### [TASK TO COMPLETE]
Name each newspaper credited in parentheses beside a headline in the news roundup below.

Segment Start: SUPPLIED TEXT

Debate rages over filtering Internet hate speech (Kelly Sinoski, Vancouver Sun)
The B.C. Civil Liberties Association will be among a number of groups arguing this week that the Internet should be open to all kinds of speech, no matter how repugnant. Opposing that position is B’nai B’rith of Canada, which is adamant that hate speech must be kept off the Web. The two sides will argue their positions as interveners this week at a judicial review of a ruling that challenged the constitutionality of hate speech provisions of the Canadian Human Rights Act.

Quebec’s population hits new milestone (Marian Scott, The Gazette)
Immigration and a drop in the number of Quebecers who moved to other provinces have boosted annual population growth to one per cent – one of the highest levels in 50 years, Girard said. Quebec gained 76,000 residents in 2010, mostly due to immigration and a slowing of out-migration to other provinces. That marks the highest rate of net migration to Quebec (arrivals offset by departures) since the province started keeping records in 1962, according to the report by the Institut de la statistique du Québec. Immigration is driving the rise, the report said. Last year, the province welcomed 54,000 immigrants from more than 130 countries, led by Morocco, Algeria and France.

A Leading GCC Islamic Bank Plans Entry into Canada (
UM Financial Group Corporation (UM) and a leading GCC Islamic Bank have reached final discussions stage to jointly enter the Canadian market as a finance company. UM Financial Group President Omar Kalair was invited for meetings with the President and other senior management of the Bank over the last few days. Canada presents a growing market with an untapped clientele base, with a Muslim population today close to 1.3 million which is expected to double to 2.6 million by 2030. Currently, UM has over 6,000 registered clients who wish to convert their existing conventional mortgages to a Shariah- compliant solution representing over 1 Billion USD potential market.


Refugee Board to take a month to decide fate of Yemeni woman (Carol Sanders, Winnipeg Free Press)
After waiting 30 years for a reunion with her daughter, having to sit tight for another 30 days or so isn’t what a Winnipeg mom wanted to hear in court Tuesday. Housnia Ibrahim will have to wait to see if her daughter will ever be allowed to come to Canada. An Immigration and Refugee Board adjudicator heard her appeal in a Winnipeg court Tuesday but reserved her decision.

Segment End: SUPPLIED TEXT
Segment Start: EXCERPTED RECORDS

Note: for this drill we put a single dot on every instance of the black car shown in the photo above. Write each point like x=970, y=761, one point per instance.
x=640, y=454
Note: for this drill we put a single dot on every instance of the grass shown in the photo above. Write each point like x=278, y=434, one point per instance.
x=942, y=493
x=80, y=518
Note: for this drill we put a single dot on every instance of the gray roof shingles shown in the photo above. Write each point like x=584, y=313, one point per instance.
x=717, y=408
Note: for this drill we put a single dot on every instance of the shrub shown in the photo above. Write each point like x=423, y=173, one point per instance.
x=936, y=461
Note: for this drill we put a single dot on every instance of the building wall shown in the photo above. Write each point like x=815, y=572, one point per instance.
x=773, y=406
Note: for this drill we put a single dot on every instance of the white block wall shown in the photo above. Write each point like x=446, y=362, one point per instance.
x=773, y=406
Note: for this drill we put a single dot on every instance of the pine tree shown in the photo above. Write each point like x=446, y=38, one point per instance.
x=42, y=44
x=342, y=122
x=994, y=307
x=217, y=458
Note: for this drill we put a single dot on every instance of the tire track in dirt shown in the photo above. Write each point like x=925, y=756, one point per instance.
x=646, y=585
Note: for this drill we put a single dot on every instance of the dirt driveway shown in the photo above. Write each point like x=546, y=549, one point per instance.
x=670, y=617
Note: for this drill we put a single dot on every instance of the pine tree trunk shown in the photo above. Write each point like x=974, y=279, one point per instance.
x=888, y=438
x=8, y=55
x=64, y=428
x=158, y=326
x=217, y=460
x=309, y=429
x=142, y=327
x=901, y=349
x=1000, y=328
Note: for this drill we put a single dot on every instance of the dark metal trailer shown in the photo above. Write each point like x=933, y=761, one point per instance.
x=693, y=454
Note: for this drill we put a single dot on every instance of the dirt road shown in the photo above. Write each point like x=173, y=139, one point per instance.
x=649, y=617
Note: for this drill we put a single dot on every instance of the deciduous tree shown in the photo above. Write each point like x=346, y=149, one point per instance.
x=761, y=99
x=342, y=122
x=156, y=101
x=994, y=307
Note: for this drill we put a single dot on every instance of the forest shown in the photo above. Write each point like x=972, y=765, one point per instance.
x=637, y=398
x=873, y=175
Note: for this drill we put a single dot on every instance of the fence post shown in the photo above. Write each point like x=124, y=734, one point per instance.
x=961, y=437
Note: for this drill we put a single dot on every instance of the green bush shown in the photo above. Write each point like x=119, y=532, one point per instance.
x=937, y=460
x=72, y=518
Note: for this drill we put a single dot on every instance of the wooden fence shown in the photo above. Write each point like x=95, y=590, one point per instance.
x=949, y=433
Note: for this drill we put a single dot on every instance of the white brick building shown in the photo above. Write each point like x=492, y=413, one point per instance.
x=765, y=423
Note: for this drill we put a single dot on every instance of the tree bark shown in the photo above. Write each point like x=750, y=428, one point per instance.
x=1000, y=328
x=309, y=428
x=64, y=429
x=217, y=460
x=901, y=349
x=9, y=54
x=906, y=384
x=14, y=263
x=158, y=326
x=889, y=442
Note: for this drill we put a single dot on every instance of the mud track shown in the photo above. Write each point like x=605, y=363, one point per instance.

Segment End: EXCERPTED RECORDS

### [RESULT FOR THIS EXERCISE]
Vancouver Sun, The Gazette, Winnipeg Free Press